━━━ Quoted text ━━━
July 17, 2007

Seattle Weekly Weakly Tests Testing

Sam Kalman gave a recent article from the Seattle Weekly on testing a once-over and found it lacking.

I'm in the fortunate position to have never been on the contract testing side of things, but I've had contractors working for me both at Microsoft and at Ritual.

While the article may be a partially accurate picture of how contract testing is done off-site (or on-site with Sony), contract testing on-site used to be markedly different. Note, I said "used to be."

Inside Microsoft's Redmond campuses, space is always at a premium. Offices that used to only hold a single person get doubled or tripled up nowadays...and that's for the FTE's. Cramped space doesn't make it any easier to get your work done.

In addition, Microsoft has been shifting their staffing allocations for testing. Back with "Halo 2" for Xbox, there were three test leads, three SDET's, three Bungie FTE testers and five Microsoft FTE testers for a total of fourteen testers. There were also eighteen contract testers on the game...almost but not quite a one-to-one ratio of FTE's to contract testers. Thirty-two credited testers...not bad.
━━━ Listed records ━━━
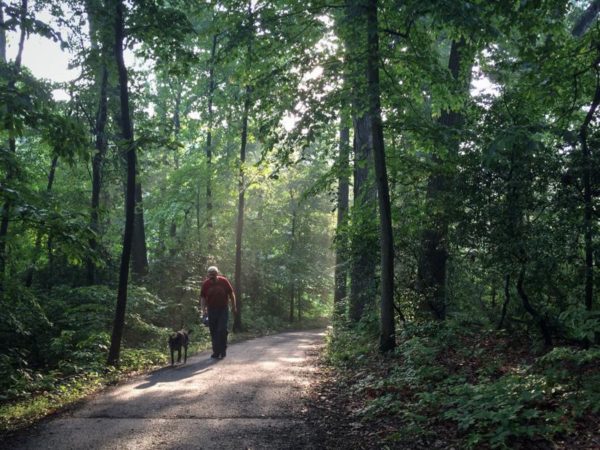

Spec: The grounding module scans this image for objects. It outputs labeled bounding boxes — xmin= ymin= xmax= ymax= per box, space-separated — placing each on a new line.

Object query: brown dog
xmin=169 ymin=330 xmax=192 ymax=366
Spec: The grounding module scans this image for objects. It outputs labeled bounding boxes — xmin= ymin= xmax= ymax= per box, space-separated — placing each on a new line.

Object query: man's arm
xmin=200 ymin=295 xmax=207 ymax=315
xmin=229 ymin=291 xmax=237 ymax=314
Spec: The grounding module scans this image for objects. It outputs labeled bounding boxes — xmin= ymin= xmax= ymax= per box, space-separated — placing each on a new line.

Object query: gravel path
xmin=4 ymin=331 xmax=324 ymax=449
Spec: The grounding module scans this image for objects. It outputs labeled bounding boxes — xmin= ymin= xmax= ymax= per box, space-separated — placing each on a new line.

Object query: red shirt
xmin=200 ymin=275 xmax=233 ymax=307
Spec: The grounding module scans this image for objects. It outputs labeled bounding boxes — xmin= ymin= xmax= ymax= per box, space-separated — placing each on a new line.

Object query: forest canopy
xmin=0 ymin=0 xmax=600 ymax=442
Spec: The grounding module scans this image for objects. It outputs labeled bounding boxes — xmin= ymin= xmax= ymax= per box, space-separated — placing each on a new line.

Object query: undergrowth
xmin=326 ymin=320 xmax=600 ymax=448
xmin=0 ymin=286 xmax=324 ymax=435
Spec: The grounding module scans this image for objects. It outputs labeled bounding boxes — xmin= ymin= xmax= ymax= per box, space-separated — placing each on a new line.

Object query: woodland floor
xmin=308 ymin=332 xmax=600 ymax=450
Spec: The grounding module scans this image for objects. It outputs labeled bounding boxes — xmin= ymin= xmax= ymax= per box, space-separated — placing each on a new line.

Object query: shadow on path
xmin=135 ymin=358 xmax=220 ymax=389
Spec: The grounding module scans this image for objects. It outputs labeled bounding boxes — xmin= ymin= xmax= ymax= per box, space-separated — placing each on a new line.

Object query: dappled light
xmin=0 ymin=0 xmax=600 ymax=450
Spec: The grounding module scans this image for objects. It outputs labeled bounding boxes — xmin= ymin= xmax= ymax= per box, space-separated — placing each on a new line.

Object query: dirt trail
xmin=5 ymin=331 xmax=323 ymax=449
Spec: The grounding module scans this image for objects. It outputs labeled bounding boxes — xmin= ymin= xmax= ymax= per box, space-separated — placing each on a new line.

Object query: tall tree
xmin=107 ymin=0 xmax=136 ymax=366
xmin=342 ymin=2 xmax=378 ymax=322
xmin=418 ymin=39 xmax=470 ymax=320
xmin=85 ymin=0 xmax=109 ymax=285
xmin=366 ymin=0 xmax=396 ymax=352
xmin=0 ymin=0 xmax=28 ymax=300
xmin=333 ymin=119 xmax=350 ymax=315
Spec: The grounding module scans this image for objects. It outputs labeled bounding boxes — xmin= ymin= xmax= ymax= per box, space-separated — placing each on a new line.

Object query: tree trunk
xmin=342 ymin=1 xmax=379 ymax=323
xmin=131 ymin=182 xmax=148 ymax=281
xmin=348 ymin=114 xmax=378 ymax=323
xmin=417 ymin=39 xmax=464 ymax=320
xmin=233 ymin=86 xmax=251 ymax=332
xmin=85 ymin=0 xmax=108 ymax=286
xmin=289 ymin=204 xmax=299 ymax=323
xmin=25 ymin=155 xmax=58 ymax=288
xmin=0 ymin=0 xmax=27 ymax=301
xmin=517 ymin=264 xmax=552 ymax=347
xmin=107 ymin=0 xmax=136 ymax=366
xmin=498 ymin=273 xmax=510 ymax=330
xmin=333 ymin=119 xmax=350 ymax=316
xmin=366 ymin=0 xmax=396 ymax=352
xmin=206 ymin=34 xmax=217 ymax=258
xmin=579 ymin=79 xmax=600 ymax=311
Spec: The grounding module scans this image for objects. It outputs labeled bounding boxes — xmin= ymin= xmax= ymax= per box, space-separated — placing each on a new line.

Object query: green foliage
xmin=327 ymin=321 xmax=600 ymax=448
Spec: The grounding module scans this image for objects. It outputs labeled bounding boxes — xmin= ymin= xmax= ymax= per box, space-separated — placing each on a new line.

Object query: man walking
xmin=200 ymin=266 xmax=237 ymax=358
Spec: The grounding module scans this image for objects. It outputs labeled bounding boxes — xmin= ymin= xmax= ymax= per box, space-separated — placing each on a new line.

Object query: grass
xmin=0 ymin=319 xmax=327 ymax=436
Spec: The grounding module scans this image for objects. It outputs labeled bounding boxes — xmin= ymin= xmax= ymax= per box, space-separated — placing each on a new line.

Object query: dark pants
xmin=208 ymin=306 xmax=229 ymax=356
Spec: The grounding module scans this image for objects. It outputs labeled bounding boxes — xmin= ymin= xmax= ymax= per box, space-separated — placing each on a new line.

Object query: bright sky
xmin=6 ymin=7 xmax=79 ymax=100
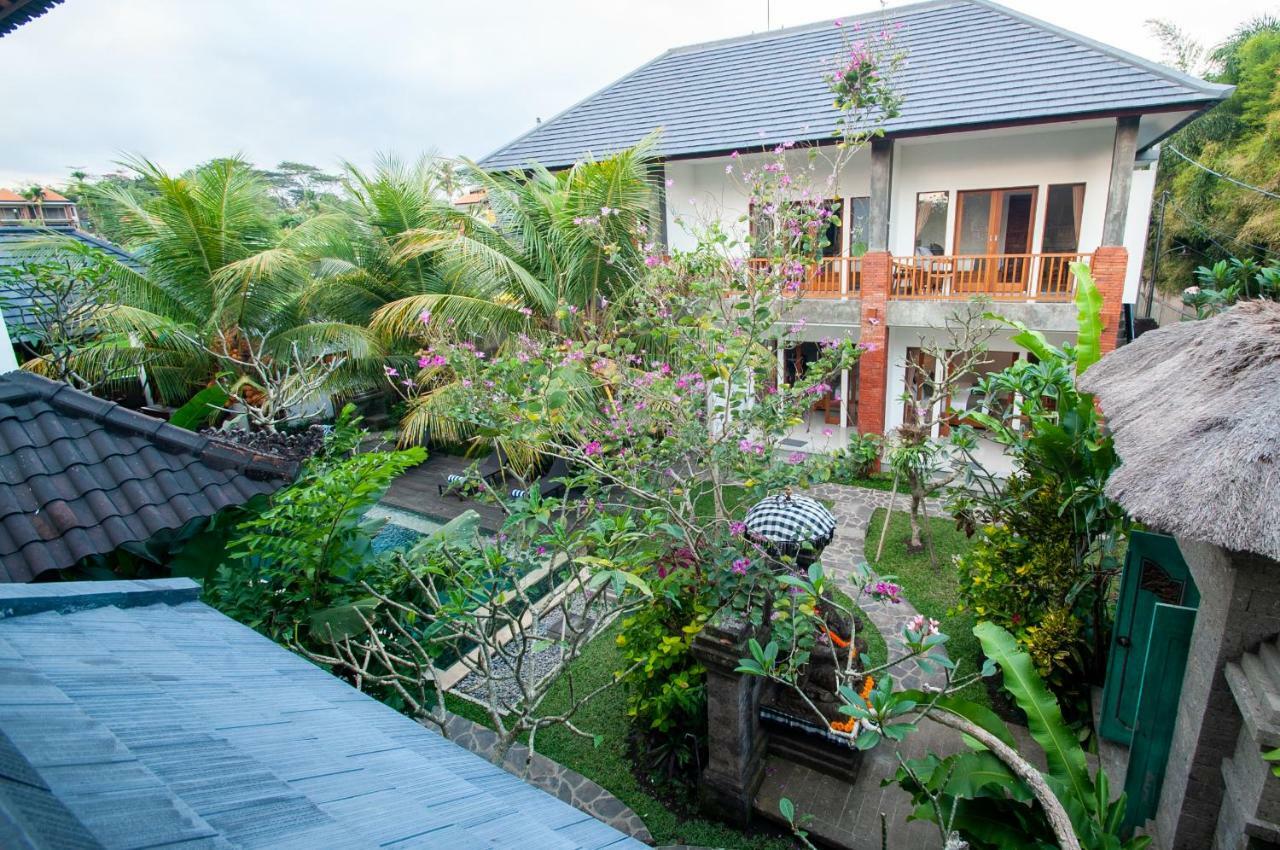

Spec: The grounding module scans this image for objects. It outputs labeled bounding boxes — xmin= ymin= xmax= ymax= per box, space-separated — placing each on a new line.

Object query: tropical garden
━━━
_Set exercise 1_
From the post on contract testing, quote the stretch from "I'm in the fortunate" through "and at Ritual.".
_Set exercise 2_
Answer these questions using the post on contract testing:
(a) At which two places has the writer had contractors working for them?
(b) What happens to offices on Microsoft's Redmond campuses that used to hold a single person?
(c) How many contract testers worked on "Halo 2"?
The records are separate material and have no connection to the post on contract testing.

_Exercise solution 1_
I'm in the fortunate position to have never been on the contract testing side of things, but I've had contractors working for me both at Microsoft and at Ritual.

_Exercise solution 2_
(a) Microsoft and Ritual.
(b) They get doubled or tripled up.
(c) Eighteen.